# Excerpt provided
Further exercises: Why are so many artist-writers homosexual? Because the estrangement of the self can be so extreme that not even the welcoming woman can be used as a portal of reentry—on the contrary, she becomes the voracious vagina, the pure negativity which, risking nothing, maliciously requires performance and therefore threatens to expose one’s noughtness. If so, better to cast one’s lot with one’s own kind, own sex.

And why are artist-writers more promiscuous than scientists? Because science works better, this is the age of science, scientists are the princes of the age, while artist-writers are the frantic Lazaruses at the feast, hungering for crumbs like the dogs, the while scratching and screwing around under the table.

(5) Reentry by return. The options of travel and exile may be exhausted, yet instead of despairing, the traveler may hit upon one last alternative: the return. Why not go back to the very place one left, as a kind of deliberate exercise of freedom? Not only is it not the case that you can’t go home again, you may have to—back to the evacuated, bombed-out homeplace, a ruin which by the very fact of its abandonment has in the long interval of one’s absence magically acquired a certain solidity and integrity of its own. The Southern writer who put Valdosta behind him as fast and far as Doc Holliday and roamed the world from Martha’s Vineyard to Cuernavaca now at last gets a hankering for home. And goes home—for a while. It’s one thing to develop a nostalgia for home while you’re boozing with Yankee writers in Martha’s Vineyard or being chased by the bulls in Pamplona. It’s something else to go home and visit with the folks in Reed’s drugstore on the square and actually listen to them. The reason you can’t go home again is not because the down-home folks are mad at you—they’re not, don’t flatter yourself, they couldn’t care less—but because once you’re in orbit and you return to Reed’s drugstore on the square, you can stand no more than fifteen minutes of the conversation before you head for the woods, head for the liquor store, or head back to Martha’s Vineyard, where at least you can put a tolerable and saving distance between you and home. Home may be where the heart is but it’s no place to spend Wednesday afternoon.

(6) Reentry by disguise. The writer-artist cloaks his noughted self not by wrapping himself in bandages like H. G. Wells’s invisible man but by donning the persona-plus-costume worn by those persons who strike him as having most successfully entered the world—or never left it. A more respectable word for such a disguise is role-playing. A hundred years ago, artists, would-be artists, writer-types on the Left Bank wore workers’ smocks and berets. More recently, it is jeans, beards, bandit mustaches, denim jackets, tank tops, longhorn belt buckles, and such. But what to do if the crassest members of the marketplace, car salesman, account executive, go cowboy? That is to say, what to do if one’s chosen mode of reentry has been co-opted by those very persons who had driven one into outer space to begin with?

# Excerpted data
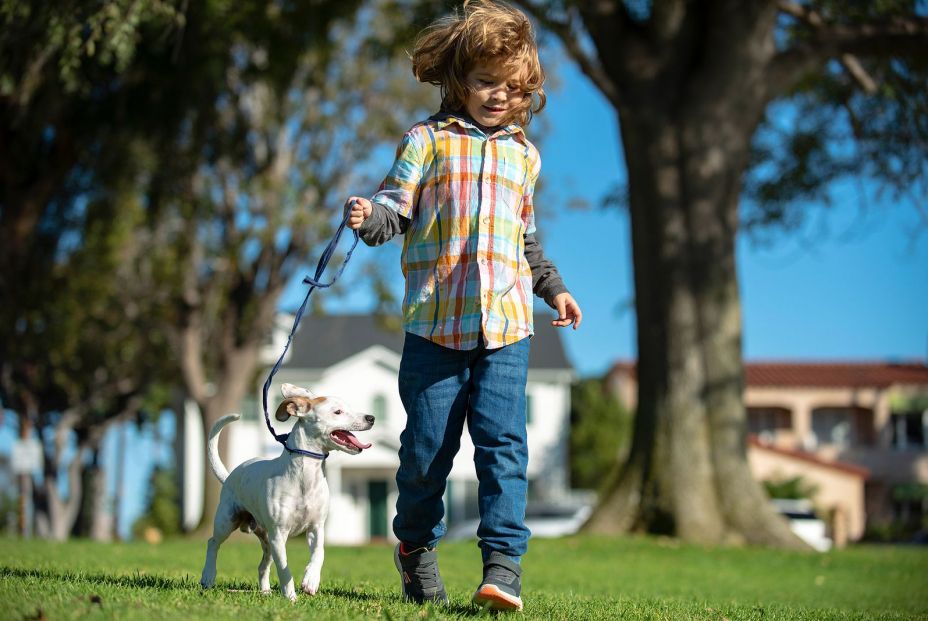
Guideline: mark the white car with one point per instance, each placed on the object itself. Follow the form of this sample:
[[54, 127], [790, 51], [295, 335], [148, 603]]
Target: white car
[[804, 522], [543, 519]]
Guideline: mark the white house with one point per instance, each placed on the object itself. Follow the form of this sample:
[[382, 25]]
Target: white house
[[357, 358]]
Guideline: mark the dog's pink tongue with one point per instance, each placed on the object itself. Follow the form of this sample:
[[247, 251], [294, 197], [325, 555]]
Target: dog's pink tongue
[[349, 437]]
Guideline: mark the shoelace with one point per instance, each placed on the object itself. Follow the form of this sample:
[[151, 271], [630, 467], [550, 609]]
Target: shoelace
[[425, 571], [497, 574]]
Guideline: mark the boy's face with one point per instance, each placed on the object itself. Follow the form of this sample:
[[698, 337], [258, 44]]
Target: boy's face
[[494, 94]]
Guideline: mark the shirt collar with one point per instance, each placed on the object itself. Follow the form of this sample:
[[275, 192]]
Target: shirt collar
[[444, 118]]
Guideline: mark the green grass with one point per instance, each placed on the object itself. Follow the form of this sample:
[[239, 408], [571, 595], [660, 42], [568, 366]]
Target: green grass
[[574, 578]]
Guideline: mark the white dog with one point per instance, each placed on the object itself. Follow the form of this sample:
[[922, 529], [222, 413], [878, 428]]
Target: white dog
[[278, 498]]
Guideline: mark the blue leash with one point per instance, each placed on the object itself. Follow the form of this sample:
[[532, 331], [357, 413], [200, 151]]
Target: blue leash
[[313, 283]]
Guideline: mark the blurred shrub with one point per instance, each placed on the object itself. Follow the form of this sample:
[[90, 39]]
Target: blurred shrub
[[600, 432], [163, 511]]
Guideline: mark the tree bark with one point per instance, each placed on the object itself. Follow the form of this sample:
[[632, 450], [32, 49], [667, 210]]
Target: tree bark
[[687, 113]]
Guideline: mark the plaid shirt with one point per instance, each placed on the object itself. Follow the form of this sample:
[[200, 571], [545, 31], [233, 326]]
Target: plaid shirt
[[468, 199]]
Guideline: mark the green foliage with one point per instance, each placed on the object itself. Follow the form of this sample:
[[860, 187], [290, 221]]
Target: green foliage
[[163, 508], [794, 488], [600, 431], [566, 579], [68, 40]]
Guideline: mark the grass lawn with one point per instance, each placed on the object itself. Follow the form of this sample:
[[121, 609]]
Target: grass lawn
[[574, 578]]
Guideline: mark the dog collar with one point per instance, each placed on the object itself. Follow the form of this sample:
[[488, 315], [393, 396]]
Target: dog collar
[[282, 438]]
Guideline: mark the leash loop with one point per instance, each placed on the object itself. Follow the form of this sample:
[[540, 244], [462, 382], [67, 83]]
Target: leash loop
[[314, 282]]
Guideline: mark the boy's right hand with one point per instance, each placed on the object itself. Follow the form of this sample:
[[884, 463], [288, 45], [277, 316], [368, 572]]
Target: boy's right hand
[[360, 210]]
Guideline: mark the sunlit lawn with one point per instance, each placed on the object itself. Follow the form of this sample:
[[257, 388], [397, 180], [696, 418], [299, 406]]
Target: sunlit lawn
[[574, 578]]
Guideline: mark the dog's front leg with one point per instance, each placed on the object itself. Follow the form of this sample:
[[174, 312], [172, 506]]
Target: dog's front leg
[[315, 537], [278, 541], [264, 567]]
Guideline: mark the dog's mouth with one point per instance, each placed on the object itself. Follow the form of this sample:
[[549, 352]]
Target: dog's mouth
[[345, 438]]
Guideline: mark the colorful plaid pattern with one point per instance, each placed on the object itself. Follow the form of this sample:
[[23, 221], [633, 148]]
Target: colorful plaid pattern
[[468, 197]]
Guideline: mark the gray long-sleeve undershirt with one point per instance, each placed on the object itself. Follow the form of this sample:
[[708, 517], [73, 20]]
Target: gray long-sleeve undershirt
[[384, 224]]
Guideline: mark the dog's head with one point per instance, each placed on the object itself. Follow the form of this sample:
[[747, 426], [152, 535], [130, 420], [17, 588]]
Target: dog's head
[[327, 420]]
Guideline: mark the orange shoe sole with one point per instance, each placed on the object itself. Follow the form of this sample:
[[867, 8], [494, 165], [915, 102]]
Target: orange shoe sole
[[490, 596]]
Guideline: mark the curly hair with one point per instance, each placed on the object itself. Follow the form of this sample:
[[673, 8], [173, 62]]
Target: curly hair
[[482, 32]]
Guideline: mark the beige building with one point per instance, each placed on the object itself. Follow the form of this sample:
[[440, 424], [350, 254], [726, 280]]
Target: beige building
[[858, 432]]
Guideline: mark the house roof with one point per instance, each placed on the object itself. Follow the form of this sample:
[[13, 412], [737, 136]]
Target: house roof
[[823, 374], [830, 374], [322, 341]]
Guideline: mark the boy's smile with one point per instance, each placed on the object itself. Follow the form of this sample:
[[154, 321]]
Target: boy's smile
[[494, 94]]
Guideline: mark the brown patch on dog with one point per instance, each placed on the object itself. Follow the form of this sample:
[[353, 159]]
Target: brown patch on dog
[[290, 407]]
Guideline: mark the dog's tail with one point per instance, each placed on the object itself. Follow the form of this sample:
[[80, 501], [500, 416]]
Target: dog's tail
[[212, 446]]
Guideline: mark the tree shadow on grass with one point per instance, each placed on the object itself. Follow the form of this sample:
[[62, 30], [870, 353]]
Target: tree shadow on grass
[[136, 581], [357, 595], [165, 583]]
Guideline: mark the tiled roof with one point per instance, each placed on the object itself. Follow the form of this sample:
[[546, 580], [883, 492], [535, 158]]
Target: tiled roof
[[823, 374], [832, 374]]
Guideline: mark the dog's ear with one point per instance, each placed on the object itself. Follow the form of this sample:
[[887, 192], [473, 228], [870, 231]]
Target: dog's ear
[[285, 410], [290, 390]]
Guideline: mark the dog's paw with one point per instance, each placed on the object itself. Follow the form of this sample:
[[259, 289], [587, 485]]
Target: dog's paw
[[311, 582]]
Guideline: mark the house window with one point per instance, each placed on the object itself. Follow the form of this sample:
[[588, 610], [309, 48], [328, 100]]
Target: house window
[[843, 427], [768, 421], [909, 430], [379, 407]]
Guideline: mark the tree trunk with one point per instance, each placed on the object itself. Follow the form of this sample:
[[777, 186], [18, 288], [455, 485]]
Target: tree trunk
[[687, 473]]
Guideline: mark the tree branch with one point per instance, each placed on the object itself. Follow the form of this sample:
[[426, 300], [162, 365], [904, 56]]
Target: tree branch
[[566, 31], [844, 42]]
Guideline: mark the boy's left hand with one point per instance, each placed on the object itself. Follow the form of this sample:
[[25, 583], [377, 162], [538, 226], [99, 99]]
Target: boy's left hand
[[568, 311]]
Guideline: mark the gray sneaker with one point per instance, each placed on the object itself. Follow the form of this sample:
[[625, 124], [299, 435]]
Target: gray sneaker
[[419, 573], [501, 588]]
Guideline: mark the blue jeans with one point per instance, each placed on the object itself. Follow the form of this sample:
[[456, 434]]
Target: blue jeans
[[441, 388]]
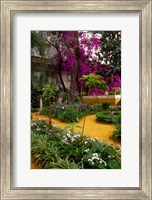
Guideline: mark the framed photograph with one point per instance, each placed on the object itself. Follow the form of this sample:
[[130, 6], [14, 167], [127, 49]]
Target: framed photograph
[[76, 99]]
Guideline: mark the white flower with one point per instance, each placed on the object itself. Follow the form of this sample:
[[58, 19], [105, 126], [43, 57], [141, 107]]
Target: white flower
[[86, 150], [72, 139], [68, 135]]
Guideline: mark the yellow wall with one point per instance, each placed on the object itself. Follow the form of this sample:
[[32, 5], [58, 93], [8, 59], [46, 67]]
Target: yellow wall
[[92, 100]]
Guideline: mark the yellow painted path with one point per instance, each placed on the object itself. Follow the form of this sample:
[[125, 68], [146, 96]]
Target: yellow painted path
[[92, 129]]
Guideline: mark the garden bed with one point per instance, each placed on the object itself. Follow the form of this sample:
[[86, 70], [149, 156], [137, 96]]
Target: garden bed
[[65, 149], [112, 99]]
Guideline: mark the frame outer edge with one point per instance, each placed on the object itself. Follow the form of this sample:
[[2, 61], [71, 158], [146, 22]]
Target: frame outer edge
[[5, 112], [146, 100]]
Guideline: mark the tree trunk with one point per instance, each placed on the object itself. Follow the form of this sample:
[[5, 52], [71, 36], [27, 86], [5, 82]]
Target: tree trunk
[[49, 112], [73, 85]]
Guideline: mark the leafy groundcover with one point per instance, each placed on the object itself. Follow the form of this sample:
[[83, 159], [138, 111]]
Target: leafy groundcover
[[64, 149]]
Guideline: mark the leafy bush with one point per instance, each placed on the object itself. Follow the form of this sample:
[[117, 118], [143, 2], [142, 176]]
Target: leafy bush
[[39, 126], [105, 105], [108, 116], [65, 149], [72, 112]]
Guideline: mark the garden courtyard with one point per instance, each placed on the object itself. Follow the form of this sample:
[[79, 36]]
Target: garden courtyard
[[76, 100]]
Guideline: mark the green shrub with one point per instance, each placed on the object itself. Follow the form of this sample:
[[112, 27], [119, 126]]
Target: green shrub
[[105, 105], [108, 117], [72, 112], [39, 126], [65, 149]]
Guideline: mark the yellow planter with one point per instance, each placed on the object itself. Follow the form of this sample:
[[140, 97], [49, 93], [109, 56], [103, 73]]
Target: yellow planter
[[112, 99]]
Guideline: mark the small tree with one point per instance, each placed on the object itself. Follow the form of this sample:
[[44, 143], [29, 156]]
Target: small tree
[[93, 81], [48, 93]]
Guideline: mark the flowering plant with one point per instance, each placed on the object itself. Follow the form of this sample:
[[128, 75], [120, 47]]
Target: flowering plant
[[85, 152]]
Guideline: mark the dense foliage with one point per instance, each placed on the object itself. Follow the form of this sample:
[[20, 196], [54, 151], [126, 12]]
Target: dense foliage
[[72, 112], [80, 53], [65, 149]]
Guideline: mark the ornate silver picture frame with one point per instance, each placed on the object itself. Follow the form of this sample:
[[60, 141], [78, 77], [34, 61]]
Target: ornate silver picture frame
[[8, 9]]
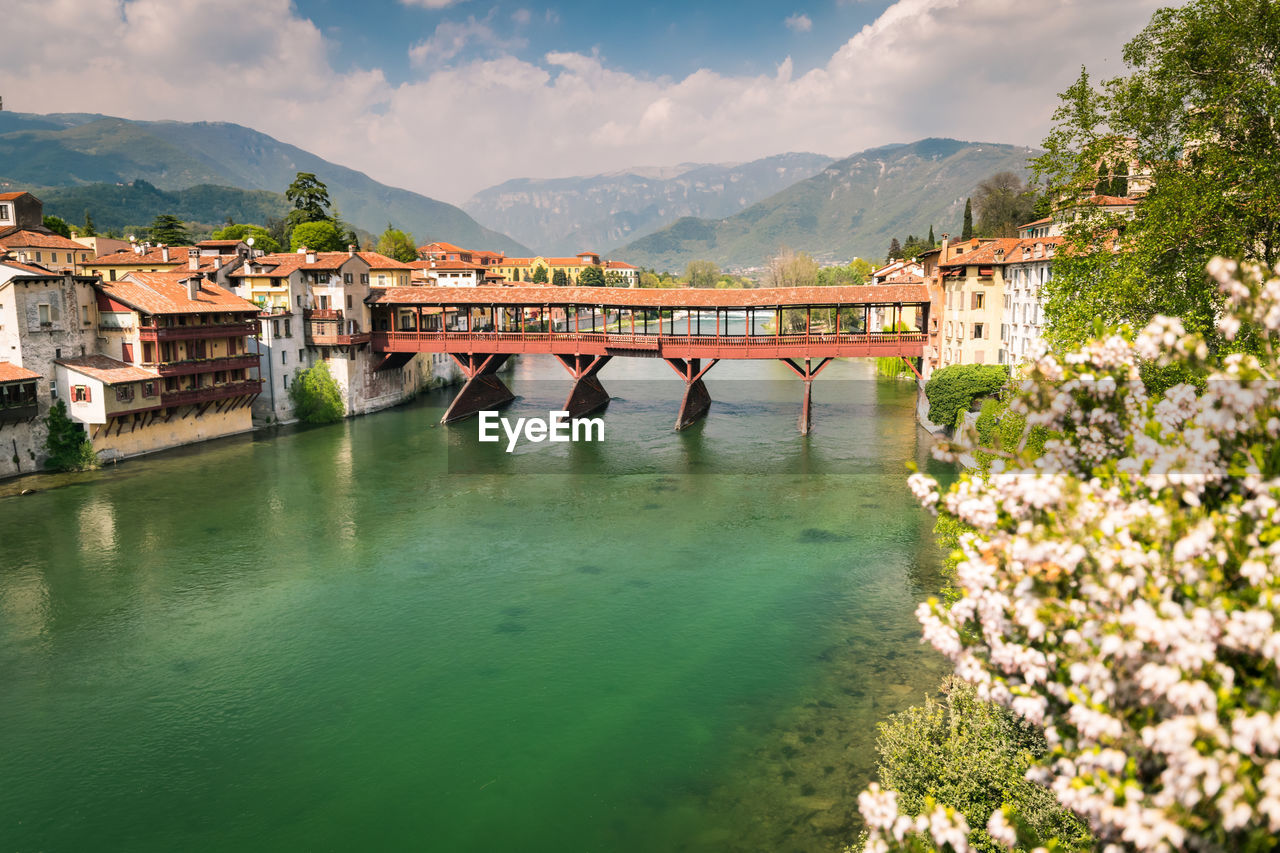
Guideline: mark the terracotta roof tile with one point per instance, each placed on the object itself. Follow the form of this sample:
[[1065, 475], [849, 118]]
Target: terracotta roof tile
[[154, 256], [167, 293], [36, 240], [106, 369], [31, 269], [10, 372], [383, 261], [652, 297]]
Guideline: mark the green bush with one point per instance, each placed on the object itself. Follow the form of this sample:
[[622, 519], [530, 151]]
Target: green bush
[[952, 389], [316, 397], [972, 756], [67, 445], [892, 366]]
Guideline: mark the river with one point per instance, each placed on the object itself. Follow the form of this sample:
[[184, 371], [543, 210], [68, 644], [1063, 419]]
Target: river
[[382, 634]]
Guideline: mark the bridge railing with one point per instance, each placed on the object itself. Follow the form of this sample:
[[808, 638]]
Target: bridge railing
[[652, 340]]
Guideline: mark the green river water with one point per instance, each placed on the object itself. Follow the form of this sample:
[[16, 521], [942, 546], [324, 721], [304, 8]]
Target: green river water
[[382, 634]]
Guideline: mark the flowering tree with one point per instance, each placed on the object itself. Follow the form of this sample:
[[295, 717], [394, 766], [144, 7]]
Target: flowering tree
[[1121, 589]]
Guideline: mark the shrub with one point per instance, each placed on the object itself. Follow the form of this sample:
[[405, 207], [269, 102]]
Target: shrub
[[67, 445], [316, 397], [1120, 589], [952, 389], [972, 756]]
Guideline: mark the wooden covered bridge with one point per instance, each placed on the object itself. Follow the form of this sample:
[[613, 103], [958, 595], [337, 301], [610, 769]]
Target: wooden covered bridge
[[690, 329]]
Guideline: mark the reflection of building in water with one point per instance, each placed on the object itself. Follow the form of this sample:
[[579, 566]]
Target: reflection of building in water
[[95, 525]]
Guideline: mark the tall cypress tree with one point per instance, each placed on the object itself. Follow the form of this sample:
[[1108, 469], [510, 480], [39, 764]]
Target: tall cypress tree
[[895, 250]]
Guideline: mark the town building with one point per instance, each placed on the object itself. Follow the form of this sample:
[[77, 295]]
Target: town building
[[522, 269], [100, 245], [24, 237], [275, 284], [312, 309], [145, 258], [973, 286], [44, 316], [1029, 267], [183, 372]]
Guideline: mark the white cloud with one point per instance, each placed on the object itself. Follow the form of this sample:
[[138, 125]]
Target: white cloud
[[976, 69], [432, 4], [453, 37], [799, 23]]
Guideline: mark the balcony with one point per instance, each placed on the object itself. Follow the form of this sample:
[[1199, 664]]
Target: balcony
[[209, 393], [205, 365], [195, 332], [18, 414]]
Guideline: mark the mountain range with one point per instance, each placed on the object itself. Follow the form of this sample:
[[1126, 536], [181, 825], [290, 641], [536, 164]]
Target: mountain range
[[850, 209], [603, 211], [99, 151]]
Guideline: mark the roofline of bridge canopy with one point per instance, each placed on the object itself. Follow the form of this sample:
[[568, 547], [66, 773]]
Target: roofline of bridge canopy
[[671, 297]]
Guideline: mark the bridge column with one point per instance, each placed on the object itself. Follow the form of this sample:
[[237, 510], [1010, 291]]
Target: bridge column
[[483, 389], [808, 374], [588, 393], [696, 400]]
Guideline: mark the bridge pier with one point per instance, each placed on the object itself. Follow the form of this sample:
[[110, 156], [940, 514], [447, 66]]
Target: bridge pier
[[588, 393], [483, 389], [696, 400], [808, 374]]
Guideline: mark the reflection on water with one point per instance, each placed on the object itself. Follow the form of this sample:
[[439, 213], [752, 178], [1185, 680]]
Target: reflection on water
[[329, 638]]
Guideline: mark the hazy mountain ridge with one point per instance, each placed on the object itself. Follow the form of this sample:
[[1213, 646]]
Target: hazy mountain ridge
[[850, 209], [68, 150], [602, 211]]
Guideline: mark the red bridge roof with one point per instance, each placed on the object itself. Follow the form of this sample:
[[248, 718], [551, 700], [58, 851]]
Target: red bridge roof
[[654, 296]]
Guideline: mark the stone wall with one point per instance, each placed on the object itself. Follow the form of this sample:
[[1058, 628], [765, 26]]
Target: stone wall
[[182, 428]]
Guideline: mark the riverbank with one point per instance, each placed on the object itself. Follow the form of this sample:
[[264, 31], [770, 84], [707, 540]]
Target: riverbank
[[347, 639]]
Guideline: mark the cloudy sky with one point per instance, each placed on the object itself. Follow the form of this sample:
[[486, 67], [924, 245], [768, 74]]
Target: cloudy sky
[[449, 96]]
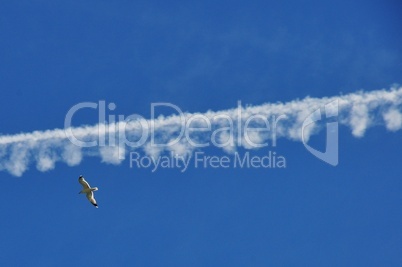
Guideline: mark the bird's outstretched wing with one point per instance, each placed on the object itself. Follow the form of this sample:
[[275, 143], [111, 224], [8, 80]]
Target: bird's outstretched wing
[[84, 183], [91, 198]]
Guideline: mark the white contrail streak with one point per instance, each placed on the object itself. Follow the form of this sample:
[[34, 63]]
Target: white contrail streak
[[181, 134]]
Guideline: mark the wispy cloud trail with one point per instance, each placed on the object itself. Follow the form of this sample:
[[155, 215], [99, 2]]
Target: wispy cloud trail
[[225, 128]]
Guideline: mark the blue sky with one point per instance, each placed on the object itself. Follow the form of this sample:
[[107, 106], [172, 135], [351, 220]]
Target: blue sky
[[200, 56]]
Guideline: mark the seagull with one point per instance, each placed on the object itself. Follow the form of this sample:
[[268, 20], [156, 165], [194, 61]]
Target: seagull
[[87, 189]]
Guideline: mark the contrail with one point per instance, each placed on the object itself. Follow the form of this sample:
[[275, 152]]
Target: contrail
[[249, 127]]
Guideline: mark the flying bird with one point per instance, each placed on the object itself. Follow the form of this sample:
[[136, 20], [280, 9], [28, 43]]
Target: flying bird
[[88, 190]]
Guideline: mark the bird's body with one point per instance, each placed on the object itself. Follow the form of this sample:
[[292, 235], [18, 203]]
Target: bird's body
[[88, 190]]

# What you should do
From the passage on artist-writers and reentry, quote the stretch from "Further exercises: Why" through "kind, own sex.". The entries are separate from the passage on artist-writers and reentry.

# Problem solution
Further exercises: Why are so many artist-writers homosexual? Because the estrangement of the self can be so extreme that not even the welcoming woman can be used as a portal of reentry—on the contrary, she becomes the voracious vagina, the pure negativity which, risking nothing, maliciously requires performance and therefore threatens to expose one’s noughtness. If so, better to cast one’s lot with one’s own kind, own sex.